▶ [Passage shown]:
......
5. Customer service: Dedicated customer support lines provide assistance with telematics system operation, troubleshooting and maintenance scheduling.

The specific data points that asset telematics will track can vary from system to system. Providers may offer monitoring for a wide range of data, including information on seatbelt usage, emissions, dashcam footage, fuel consumption, fuel efficiency, idling and performance.

Selecting a telematics system that offers the features a contractor needs will help them avoid overspending or selecting one that isn’t a good fit.

Contractors should also consider synergy and integration with existing technology. A business that takes advantage of IoT monitoring may want to investigate how the two systems could share data or be configured to supply information to the same dashboard.

Businesses that take advantage of digital twins may want to investigate how additional data provided by telematics may allow them to more accurately model construction sites, buildings or business operations.

Purchasing vs. Renting Telematics for Fleet Management

Often, telematics providers offer the option to either purchase or rent the equipment. While buying a system comes with some advantages — permanent ownership of the hardware and more control over telematics maintenance — renting may be a better option for some contractors.

As with construction equipment, renting can be an effective way to close asset gaps that emerge when systems fail, require maintenance or need replacement.

Suppose a rented telematics device stops working or needs maintenance. In that case, a contractor may be able to more easily procure a replacement or even request one from their provider while the rented equipment is being repaired.
......
(Image region labeling entries)
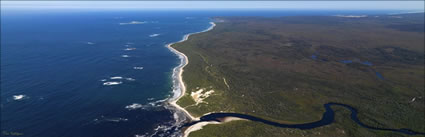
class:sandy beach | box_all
[167,22,244,137]
[167,22,215,120]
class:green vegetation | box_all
[172,13,425,137]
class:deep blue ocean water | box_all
[0,9,414,137]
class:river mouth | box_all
[181,102,425,135]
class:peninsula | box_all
[170,13,425,137]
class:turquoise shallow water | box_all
[0,9,410,137]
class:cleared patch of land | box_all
[172,13,425,136]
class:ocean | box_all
[0,9,410,137]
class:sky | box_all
[1,1,424,11]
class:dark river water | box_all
[183,103,425,135]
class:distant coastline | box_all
[166,22,216,120]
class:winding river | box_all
[182,103,425,135]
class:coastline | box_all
[166,22,246,137]
[166,22,216,120]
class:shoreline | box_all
[166,22,246,137]
[166,22,216,121]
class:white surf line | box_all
[183,117,247,137]
[166,22,216,120]
[166,22,245,137]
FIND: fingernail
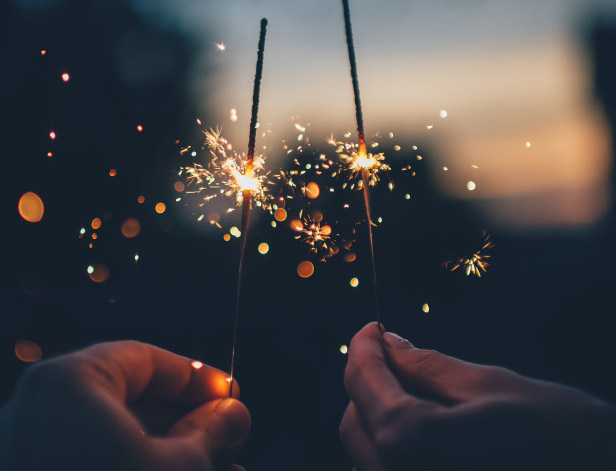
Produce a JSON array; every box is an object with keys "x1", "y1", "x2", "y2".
[
  {"x1": 383, "y1": 332, "x2": 413, "y2": 348},
  {"x1": 214, "y1": 399, "x2": 250, "y2": 442}
]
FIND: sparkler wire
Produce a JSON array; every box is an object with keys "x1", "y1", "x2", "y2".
[
  {"x1": 342, "y1": 0, "x2": 381, "y2": 329},
  {"x1": 229, "y1": 18, "x2": 267, "y2": 397}
]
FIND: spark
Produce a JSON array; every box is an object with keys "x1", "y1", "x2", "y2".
[
  {"x1": 179, "y1": 128, "x2": 273, "y2": 212},
  {"x1": 328, "y1": 137, "x2": 391, "y2": 190},
  {"x1": 292, "y1": 216, "x2": 334, "y2": 255},
  {"x1": 445, "y1": 231, "x2": 494, "y2": 278}
]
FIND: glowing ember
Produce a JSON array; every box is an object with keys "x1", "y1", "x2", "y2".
[
  {"x1": 17, "y1": 191, "x2": 45, "y2": 222},
  {"x1": 180, "y1": 129, "x2": 273, "y2": 218},
  {"x1": 15, "y1": 340, "x2": 43, "y2": 363},
  {"x1": 297, "y1": 260, "x2": 314, "y2": 278},
  {"x1": 445, "y1": 231, "x2": 494, "y2": 278}
]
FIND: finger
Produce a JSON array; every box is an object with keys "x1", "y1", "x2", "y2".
[
  {"x1": 70, "y1": 341, "x2": 239, "y2": 407},
  {"x1": 344, "y1": 322, "x2": 422, "y2": 430},
  {"x1": 167, "y1": 399, "x2": 251, "y2": 464},
  {"x1": 340, "y1": 402, "x2": 384, "y2": 471},
  {"x1": 383, "y1": 332, "x2": 507, "y2": 404}
]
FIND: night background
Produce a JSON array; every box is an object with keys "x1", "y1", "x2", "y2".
[{"x1": 0, "y1": 0, "x2": 616, "y2": 470}]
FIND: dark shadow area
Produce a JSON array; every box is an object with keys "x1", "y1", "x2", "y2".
[{"x1": 0, "y1": 0, "x2": 616, "y2": 471}]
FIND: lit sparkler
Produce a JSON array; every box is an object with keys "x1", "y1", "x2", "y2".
[
  {"x1": 342, "y1": 0, "x2": 384, "y2": 327},
  {"x1": 293, "y1": 214, "x2": 335, "y2": 256},
  {"x1": 445, "y1": 231, "x2": 494, "y2": 278},
  {"x1": 179, "y1": 128, "x2": 273, "y2": 212},
  {"x1": 229, "y1": 18, "x2": 267, "y2": 396}
]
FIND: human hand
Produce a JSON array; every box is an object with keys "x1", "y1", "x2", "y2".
[
  {"x1": 0, "y1": 341, "x2": 250, "y2": 471},
  {"x1": 340, "y1": 323, "x2": 616, "y2": 471}
]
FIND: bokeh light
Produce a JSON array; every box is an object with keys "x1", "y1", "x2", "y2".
[
  {"x1": 17, "y1": 191, "x2": 45, "y2": 222},
  {"x1": 120, "y1": 218, "x2": 141, "y2": 239},
  {"x1": 306, "y1": 182, "x2": 321, "y2": 199},
  {"x1": 15, "y1": 340, "x2": 43, "y2": 363},
  {"x1": 88, "y1": 263, "x2": 109, "y2": 283},
  {"x1": 274, "y1": 208, "x2": 287, "y2": 222},
  {"x1": 289, "y1": 219, "x2": 304, "y2": 232},
  {"x1": 297, "y1": 260, "x2": 314, "y2": 278}
]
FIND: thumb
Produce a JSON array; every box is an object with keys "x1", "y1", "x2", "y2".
[
  {"x1": 168, "y1": 399, "x2": 251, "y2": 463},
  {"x1": 383, "y1": 332, "x2": 494, "y2": 404}
]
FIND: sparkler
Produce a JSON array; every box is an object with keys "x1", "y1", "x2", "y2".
[
  {"x1": 342, "y1": 0, "x2": 382, "y2": 328},
  {"x1": 229, "y1": 18, "x2": 267, "y2": 397},
  {"x1": 444, "y1": 231, "x2": 494, "y2": 278}
]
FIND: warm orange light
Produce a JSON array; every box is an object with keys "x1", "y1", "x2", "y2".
[
  {"x1": 297, "y1": 260, "x2": 314, "y2": 278},
  {"x1": 289, "y1": 219, "x2": 304, "y2": 232},
  {"x1": 274, "y1": 208, "x2": 287, "y2": 222},
  {"x1": 355, "y1": 152, "x2": 377, "y2": 168},
  {"x1": 233, "y1": 171, "x2": 259, "y2": 191},
  {"x1": 342, "y1": 252, "x2": 357, "y2": 263},
  {"x1": 15, "y1": 340, "x2": 43, "y2": 363},
  {"x1": 306, "y1": 182, "x2": 321, "y2": 199},
  {"x1": 17, "y1": 191, "x2": 45, "y2": 222},
  {"x1": 88, "y1": 264, "x2": 109, "y2": 283},
  {"x1": 120, "y1": 218, "x2": 141, "y2": 239},
  {"x1": 310, "y1": 209, "x2": 323, "y2": 222}
]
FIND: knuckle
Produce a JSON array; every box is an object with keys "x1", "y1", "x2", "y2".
[{"x1": 412, "y1": 349, "x2": 441, "y2": 374}]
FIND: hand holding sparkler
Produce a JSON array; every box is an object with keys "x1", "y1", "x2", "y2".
[
  {"x1": 0, "y1": 342, "x2": 250, "y2": 471},
  {"x1": 340, "y1": 323, "x2": 616, "y2": 471}
]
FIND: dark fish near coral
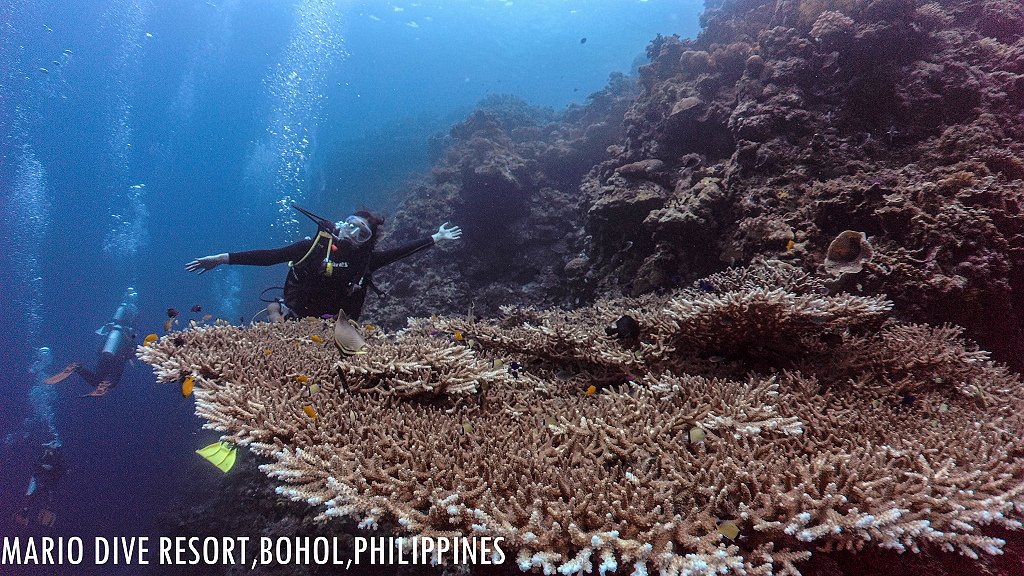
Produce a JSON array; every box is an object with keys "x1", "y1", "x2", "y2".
[{"x1": 604, "y1": 315, "x2": 640, "y2": 340}]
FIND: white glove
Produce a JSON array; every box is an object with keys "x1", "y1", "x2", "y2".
[
  {"x1": 185, "y1": 252, "x2": 227, "y2": 274},
  {"x1": 430, "y1": 222, "x2": 462, "y2": 244}
]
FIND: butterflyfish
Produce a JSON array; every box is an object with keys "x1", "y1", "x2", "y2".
[{"x1": 181, "y1": 376, "x2": 196, "y2": 398}]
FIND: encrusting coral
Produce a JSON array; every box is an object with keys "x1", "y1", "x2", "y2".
[{"x1": 139, "y1": 261, "x2": 1024, "y2": 575}]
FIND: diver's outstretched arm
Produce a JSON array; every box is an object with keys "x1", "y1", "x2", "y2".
[{"x1": 185, "y1": 252, "x2": 228, "y2": 274}]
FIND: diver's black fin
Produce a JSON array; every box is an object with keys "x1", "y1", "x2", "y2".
[{"x1": 292, "y1": 202, "x2": 334, "y2": 234}]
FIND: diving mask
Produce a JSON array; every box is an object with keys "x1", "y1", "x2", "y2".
[{"x1": 335, "y1": 215, "x2": 374, "y2": 246}]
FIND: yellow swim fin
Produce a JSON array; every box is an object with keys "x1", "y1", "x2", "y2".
[{"x1": 196, "y1": 442, "x2": 239, "y2": 474}]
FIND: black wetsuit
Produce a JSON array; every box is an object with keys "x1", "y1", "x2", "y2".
[
  {"x1": 227, "y1": 236, "x2": 434, "y2": 320},
  {"x1": 75, "y1": 350, "x2": 134, "y2": 388}
]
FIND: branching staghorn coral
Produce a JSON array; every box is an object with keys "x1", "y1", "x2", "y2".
[{"x1": 139, "y1": 263, "x2": 1024, "y2": 575}]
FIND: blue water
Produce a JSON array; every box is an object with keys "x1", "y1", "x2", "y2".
[{"x1": 0, "y1": 0, "x2": 701, "y2": 573}]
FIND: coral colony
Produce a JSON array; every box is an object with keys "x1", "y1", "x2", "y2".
[
  {"x1": 140, "y1": 0, "x2": 1024, "y2": 576},
  {"x1": 140, "y1": 262, "x2": 1024, "y2": 574}
]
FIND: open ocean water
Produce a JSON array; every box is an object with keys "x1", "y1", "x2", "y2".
[{"x1": 0, "y1": 0, "x2": 702, "y2": 575}]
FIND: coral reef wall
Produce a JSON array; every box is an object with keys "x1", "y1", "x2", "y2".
[{"x1": 368, "y1": 0, "x2": 1024, "y2": 370}]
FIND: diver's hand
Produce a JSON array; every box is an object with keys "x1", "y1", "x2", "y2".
[
  {"x1": 430, "y1": 222, "x2": 462, "y2": 244},
  {"x1": 185, "y1": 252, "x2": 227, "y2": 274}
]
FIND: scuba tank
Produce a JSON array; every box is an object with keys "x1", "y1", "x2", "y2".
[{"x1": 96, "y1": 287, "x2": 138, "y2": 358}]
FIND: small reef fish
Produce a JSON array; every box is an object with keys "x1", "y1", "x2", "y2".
[
  {"x1": 80, "y1": 380, "x2": 111, "y2": 398},
  {"x1": 181, "y1": 376, "x2": 196, "y2": 398}
]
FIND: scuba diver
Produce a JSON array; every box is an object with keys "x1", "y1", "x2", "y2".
[
  {"x1": 14, "y1": 439, "x2": 68, "y2": 527},
  {"x1": 185, "y1": 204, "x2": 462, "y2": 355},
  {"x1": 44, "y1": 288, "x2": 138, "y2": 398}
]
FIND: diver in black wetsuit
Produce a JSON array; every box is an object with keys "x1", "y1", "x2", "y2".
[
  {"x1": 185, "y1": 206, "x2": 462, "y2": 321},
  {"x1": 14, "y1": 438, "x2": 68, "y2": 527},
  {"x1": 43, "y1": 288, "x2": 138, "y2": 397}
]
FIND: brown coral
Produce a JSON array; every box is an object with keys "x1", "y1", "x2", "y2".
[{"x1": 139, "y1": 262, "x2": 1024, "y2": 575}]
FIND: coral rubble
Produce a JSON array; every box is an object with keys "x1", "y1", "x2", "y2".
[
  {"x1": 139, "y1": 261, "x2": 1024, "y2": 575},
  {"x1": 374, "y1": 0, "x2": 1024, "y2": 370}
]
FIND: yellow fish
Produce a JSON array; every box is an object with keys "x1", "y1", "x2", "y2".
[
  {"x1": 718, "y1": 522, "x2": 739, "y2": 540},
  {"x1": 181, "y1": 376, "x2": 196, "y2": 398}
]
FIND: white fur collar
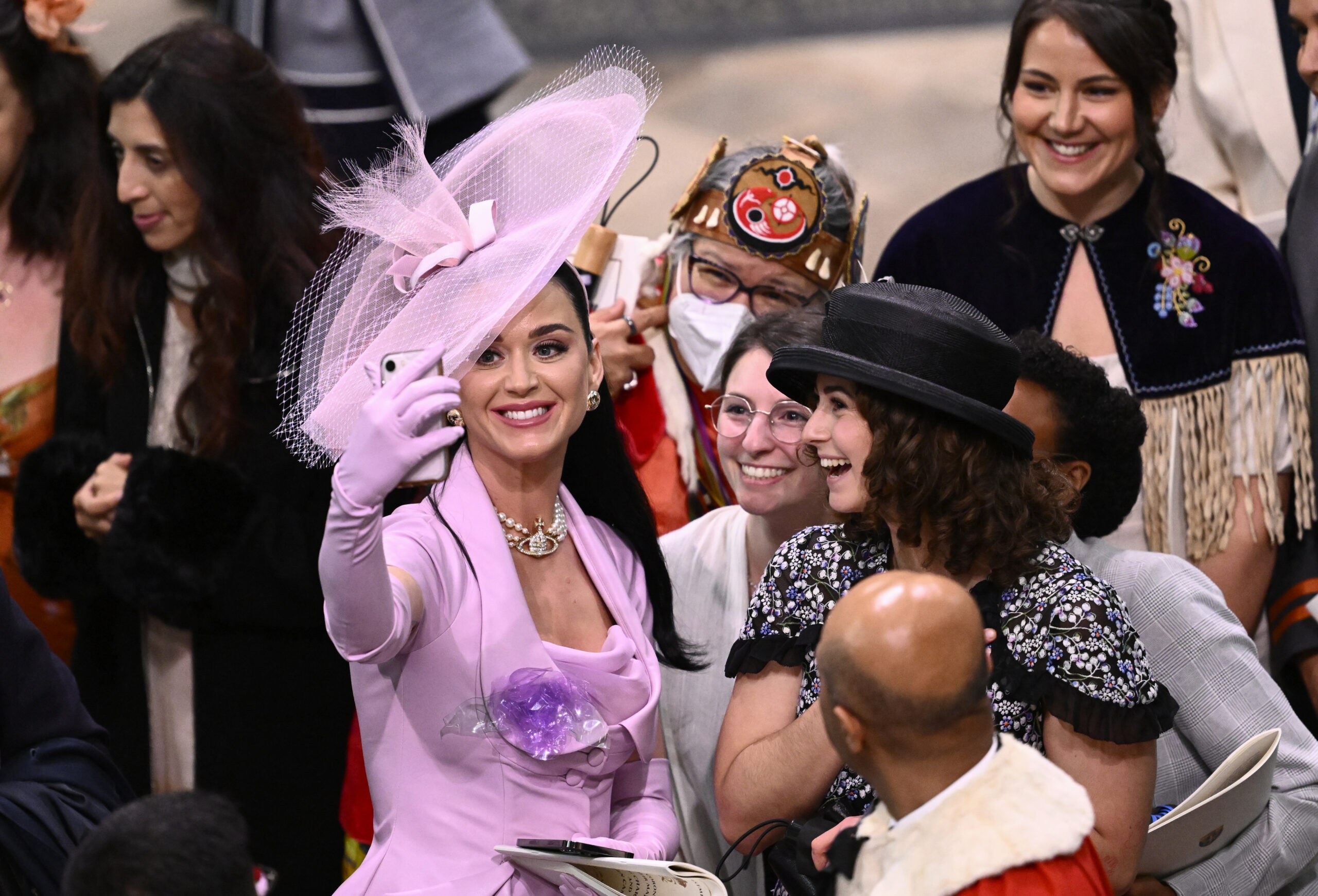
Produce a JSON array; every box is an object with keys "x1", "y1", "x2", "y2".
[{"x1": 837, "y1": 735, "x2": 1094, "y2": 896}]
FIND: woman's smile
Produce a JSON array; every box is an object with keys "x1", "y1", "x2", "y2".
[
  {"x1": 737, "y1": 464, "x2": 792, "y2": 486},
  {"x1": 1044, "y1": 140, "x2": 1099, "y2": 165},
  {"x1": 490, "y1": 401, "x2": 558, "y2": 428}
]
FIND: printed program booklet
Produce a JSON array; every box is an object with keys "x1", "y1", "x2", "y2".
[
  {"x1": 494, "y1": 846, "x2": 727, "y2": 896},
  {"x1": 1140, "y1": 729, "x2": 1281, "y2": 876}
]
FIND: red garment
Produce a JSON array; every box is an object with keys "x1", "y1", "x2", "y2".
[
  {"x1": 957, "y1": 837, "x2": 1113, "y2": 896},
  {"x1": 339, "y1": 714, "x2": 376, "y2": 846},
  {"x1": 613, "y1": 366, "x2": 664, "y2": 468}
]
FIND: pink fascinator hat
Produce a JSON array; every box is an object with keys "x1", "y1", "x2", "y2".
[{"x1": 280, "y1": 47, "x2": 659, "y2": 465}]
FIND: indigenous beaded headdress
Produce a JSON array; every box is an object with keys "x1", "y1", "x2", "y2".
[
  {"x1": 671, "y1": 136, "x2": 869, "y2": 290},
  {"x1": 280, "y1": 46, "x2": 659, "y2": 464}
]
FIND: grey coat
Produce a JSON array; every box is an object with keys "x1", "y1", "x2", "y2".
[
  {"x1": 220, "y1": 0, "x2": 530, "y2": 121},
  {"x1": 1065, "y1": 535, "x2": 1318, "y2": 896}
]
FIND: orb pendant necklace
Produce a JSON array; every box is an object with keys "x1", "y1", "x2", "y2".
[{"x1": 498, "y1": 497, "x2": 568, "y2": 557}]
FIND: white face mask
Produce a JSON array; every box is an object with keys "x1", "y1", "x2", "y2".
[{"x1": 668, "y1": 292, "x2": 751, "y2": 391}]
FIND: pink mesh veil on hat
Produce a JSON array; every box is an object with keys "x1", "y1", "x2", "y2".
[{"x1": 280, "y1": 46, "x2": 659, "y2": 465}]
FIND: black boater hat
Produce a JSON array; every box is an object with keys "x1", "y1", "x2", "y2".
[{"x1": 768, "y1": 281, "x2": 1035, "y2": 455}]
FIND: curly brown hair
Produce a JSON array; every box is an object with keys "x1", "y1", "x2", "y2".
[{"x1": 853, "y1": 384, "x2": 1080, "y2": 588}]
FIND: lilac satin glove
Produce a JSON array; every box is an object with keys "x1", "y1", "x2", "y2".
[
  {"x1": 334, "y1": 344, "x2": 463, "y2": 509},
  {"x1": 320, "y1": 345, "x2": 463, "y2": 663},
  {"x1": 572, "y1": 759, "x2": 680, "y2": 861}
]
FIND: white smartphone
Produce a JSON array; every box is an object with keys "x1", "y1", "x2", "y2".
[{"x1": 379, "y1": 349, "x2": 449, "y2": 488}]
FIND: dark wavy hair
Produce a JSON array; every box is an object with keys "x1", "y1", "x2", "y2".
[
  {"x1": 852, "y1": 384, "x2": 1077, "y2": 588},
  {"x1": 0, "y1": 2, "x2": 96, "y2": 255},
  {"x1": 998, "y1": 0, "x2": 1177, "y2": 233},
  {"x1": 1015, "y1": 330, "x2": 1148, "y2": 538},
  {"x1": 430, "y1": 262, "x2": 708, "y2": 672},
  {"x1": 64, "y1": 21, "x2": 328, "y2": 456}
]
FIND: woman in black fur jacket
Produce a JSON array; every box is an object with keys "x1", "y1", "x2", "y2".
[{"x1": 16, "y1": 24, "x2": 352, "y2": 896}]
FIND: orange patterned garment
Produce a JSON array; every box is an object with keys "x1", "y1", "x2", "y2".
[
  {"x1": 0, "y1": 366, "x2": 74, "y2": 663},
  {"x1": 0, "y1": 241, "x2": 74, "y2": 663}
]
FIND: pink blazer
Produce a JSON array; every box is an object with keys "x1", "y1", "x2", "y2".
[{"x1": 327, "y1": 445, "x2": 659, "y2": 896}]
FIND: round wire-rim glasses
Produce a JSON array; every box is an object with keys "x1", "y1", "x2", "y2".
[
  {"x1": 687, "y1": 252, "x2": 824, "y2": 318},
  {"x1": 705, "y1": 394, "x2": 810, "y2": 445}
]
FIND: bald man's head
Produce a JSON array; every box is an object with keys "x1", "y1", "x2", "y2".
[{"x1": 816, "y1": 572, "x2": 993, "y2": 752}]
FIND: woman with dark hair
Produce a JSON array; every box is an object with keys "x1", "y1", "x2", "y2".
[
  {"x1": 875, "y1": 0, "x2": 1314, "y2": 648},
  {"x1": 576, "y1": 136, "x2": 869, "y2": 533},
  {"x1": 16, "y1": 23, "x2": 352, "y2": 893},
  {"x1": 0, "y1": 0, "x2": 96, "y2": 662},
  {"x1": 659, "y1": 309, "x2": 836, "y2": 896},
  {"x1": 299, "y1": 49, "x2": 697, "y2": 896},
  {"x1": 716, "y1": 282, "x2": 1176, "y2": 892}
]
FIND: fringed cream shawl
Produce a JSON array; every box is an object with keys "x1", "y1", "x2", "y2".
[
  {"x1": 874, "y1": 166, "x2": 1315, "y2": 560},
  {"x1": 1140, "y1": 354, "x2": 1314, "y2": 560}
]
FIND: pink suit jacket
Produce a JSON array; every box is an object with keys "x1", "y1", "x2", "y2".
[{"x1": 325, "y1": 445, "x2": 659, "y2": 896}]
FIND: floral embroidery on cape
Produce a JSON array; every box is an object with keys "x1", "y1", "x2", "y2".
[{"x1": 1148, "y1": 217, "x2": 1212, "y2": 327}]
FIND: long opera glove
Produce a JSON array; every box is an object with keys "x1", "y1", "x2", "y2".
[{"x1": 572, "y1": 759, "x2": 679, "y2": 860}]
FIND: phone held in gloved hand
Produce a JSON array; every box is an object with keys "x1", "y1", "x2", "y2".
[{"x1": 379, "y1": 349, "x2": 451, "y2": 489}]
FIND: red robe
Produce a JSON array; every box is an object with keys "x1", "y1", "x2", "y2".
[{"x1": 957, "y1": 837, "x2": 1113, "y2": 896}]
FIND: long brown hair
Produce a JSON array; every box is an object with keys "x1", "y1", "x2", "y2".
[
  {"x1": 64, "y1": 23, "x2": 327, "y2": 456},
  {"x1": 855, "y1": 385, "x2": 1080, "y2": 588},
  {"x1": 998, "y1": 0, "x2": 1177, "y2": 233}
]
......
From the passage on telematics above, reproduce word for word the part that opens with the words containing "Purchasing vs. Renting" and closes with "for some contractors.".

Purchasing vs. Renting Telematics for Fleet Management

Often, telematics providers offer the option to either purchase or rent the equipment. While buying a system comes with some advantages — permanent ownership of the hardware and more control over telematics maintenance — renting may be a better option for some contractors.